Your task is to return the line containing "Every instance of the light blue rugby" plus every line after it, exactly and with nothing added.
==== Working data
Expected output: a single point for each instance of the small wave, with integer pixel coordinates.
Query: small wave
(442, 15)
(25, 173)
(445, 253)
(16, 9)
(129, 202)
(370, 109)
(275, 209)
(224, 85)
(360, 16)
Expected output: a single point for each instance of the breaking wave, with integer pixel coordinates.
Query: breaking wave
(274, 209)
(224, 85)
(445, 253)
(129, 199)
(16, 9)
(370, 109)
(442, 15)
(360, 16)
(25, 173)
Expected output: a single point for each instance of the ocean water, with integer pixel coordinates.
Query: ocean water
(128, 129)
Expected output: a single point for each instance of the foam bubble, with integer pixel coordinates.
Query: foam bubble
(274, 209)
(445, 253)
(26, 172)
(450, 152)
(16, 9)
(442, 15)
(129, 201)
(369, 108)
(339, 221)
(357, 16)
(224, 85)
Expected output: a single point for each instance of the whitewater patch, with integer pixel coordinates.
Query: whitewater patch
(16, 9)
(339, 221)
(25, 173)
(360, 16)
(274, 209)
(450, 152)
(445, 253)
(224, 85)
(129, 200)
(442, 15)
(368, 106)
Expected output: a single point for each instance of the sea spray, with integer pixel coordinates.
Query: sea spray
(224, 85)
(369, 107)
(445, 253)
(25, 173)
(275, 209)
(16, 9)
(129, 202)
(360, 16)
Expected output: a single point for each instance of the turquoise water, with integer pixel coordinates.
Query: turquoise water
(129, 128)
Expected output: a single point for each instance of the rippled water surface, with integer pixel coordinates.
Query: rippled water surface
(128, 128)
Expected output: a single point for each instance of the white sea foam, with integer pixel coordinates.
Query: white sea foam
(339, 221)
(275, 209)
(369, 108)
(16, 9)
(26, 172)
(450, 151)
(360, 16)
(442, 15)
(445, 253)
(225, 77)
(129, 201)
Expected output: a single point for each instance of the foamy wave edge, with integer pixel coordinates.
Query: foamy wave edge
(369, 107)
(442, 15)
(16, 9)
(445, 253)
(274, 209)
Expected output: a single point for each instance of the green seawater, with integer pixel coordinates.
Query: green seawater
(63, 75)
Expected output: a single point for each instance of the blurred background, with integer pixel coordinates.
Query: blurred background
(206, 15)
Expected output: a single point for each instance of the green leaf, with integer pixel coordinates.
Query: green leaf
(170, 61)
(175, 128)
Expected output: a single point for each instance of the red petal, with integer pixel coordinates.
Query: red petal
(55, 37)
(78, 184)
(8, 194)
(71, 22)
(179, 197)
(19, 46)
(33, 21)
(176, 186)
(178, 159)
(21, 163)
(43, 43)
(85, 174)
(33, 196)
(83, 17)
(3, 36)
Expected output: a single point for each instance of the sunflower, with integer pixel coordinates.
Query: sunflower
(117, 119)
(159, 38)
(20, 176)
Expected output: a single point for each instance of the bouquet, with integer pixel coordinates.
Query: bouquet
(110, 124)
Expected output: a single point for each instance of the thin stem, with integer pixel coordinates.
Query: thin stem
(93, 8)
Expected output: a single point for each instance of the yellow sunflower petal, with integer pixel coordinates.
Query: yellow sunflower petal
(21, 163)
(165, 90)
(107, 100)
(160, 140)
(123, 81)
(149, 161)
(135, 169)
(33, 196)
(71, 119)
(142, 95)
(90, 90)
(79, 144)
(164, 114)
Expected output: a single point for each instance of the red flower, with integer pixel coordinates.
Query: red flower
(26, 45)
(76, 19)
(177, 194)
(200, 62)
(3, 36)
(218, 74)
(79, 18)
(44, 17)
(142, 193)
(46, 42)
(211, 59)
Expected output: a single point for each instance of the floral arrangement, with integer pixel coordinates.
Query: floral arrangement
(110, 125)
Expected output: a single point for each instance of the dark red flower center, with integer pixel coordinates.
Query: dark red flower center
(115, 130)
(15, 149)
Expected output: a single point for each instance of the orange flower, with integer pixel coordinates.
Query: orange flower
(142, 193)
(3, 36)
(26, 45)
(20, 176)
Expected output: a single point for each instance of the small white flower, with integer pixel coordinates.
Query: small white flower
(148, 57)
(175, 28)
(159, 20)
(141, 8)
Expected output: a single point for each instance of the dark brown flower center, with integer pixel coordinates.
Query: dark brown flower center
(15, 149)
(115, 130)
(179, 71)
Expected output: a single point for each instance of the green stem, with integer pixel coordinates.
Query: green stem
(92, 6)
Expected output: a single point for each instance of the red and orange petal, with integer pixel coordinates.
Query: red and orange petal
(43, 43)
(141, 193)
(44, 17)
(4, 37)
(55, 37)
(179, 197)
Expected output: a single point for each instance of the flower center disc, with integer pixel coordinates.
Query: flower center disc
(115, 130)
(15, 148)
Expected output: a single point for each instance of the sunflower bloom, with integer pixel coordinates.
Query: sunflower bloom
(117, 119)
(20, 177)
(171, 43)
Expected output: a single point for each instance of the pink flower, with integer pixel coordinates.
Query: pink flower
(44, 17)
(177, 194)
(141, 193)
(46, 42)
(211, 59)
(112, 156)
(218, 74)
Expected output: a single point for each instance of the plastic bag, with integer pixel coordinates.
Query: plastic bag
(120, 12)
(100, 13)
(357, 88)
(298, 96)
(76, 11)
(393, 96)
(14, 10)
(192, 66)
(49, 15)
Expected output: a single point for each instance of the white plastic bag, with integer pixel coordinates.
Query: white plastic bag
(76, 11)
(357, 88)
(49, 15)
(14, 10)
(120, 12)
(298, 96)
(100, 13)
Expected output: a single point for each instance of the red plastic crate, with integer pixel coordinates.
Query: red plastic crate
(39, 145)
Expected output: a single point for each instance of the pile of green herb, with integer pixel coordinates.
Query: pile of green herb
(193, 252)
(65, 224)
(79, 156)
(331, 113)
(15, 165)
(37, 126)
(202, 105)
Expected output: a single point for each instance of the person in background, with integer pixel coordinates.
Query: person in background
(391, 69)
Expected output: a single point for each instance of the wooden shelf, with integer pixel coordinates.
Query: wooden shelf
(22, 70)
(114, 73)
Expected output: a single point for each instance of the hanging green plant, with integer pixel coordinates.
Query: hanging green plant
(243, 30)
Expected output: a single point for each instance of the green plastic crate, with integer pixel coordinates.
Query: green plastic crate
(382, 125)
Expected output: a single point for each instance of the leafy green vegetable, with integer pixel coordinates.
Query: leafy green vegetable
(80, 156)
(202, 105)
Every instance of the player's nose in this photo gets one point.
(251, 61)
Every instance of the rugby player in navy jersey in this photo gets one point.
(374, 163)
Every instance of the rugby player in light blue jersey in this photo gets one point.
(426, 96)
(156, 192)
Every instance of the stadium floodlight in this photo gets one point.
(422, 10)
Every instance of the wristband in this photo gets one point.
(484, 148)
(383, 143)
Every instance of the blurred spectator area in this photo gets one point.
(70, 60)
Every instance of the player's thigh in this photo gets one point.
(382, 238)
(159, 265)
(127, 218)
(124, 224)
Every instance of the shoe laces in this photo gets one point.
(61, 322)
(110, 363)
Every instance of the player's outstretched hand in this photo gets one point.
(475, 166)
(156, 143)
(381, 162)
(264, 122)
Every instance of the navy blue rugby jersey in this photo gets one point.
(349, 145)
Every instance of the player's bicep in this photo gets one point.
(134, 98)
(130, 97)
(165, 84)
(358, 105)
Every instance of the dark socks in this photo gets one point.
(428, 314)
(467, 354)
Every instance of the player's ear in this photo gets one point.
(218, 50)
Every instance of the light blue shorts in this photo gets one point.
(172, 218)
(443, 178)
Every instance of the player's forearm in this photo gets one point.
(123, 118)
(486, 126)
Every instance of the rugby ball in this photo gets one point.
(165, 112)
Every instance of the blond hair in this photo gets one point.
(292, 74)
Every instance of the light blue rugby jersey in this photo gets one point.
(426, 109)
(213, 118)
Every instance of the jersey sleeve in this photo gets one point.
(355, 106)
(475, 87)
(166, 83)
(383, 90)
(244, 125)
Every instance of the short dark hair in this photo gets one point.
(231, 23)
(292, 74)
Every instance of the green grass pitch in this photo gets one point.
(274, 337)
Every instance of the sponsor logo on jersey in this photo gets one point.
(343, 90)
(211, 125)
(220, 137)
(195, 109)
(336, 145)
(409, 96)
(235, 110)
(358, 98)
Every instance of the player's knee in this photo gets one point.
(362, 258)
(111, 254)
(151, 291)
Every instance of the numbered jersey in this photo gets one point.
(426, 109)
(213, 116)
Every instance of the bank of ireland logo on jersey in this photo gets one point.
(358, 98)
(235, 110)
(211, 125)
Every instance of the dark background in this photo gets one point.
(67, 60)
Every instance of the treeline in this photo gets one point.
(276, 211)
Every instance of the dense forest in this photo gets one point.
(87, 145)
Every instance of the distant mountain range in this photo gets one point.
========
• [Answer in full]
Every instance of the light blue rugby jersey in this photo gets one point.
(426, 109)
(213, 118)
Every instance of the jersey sleeve in this photo gets one point.
(355, 106)
(475, 87)
(166, 83)
(383, 90)
(244, 125)
Every instance of the short dark hair in this photo gets one point.
(231, 23)
(292, 74)
Every instance of the green grass pitch in this photo gets one point.
(274, 337)
Every instance of the sponsor logo on jersey in this photo gets one point.
(343, 90)
(211, 125)
(220, 137)
(195, 109)
(336, 145)
(409, 96)
(235, 110)
(358, 98)
Every instance of the player's knee in this photo gets one point.
(362, 258)
(111, 254)
(151, 291)
Every instance of the numbered jersey in this photo gets one point.
(426, 109)
(213, 116)
Every instance of the bank of ireland logo on jersey in this photo gets one point.
(358, 98)
(235, 110)
(211, 125)
Every instance of the dark background in this photo gets one point.
(67, 60)
Every instance of the treeline in this photo gets one point.
(276, 211)
Every instance of the dense forest in this photo gets one point.
(87, 145)
Every instance of the distant mountain range in this photo gets one point.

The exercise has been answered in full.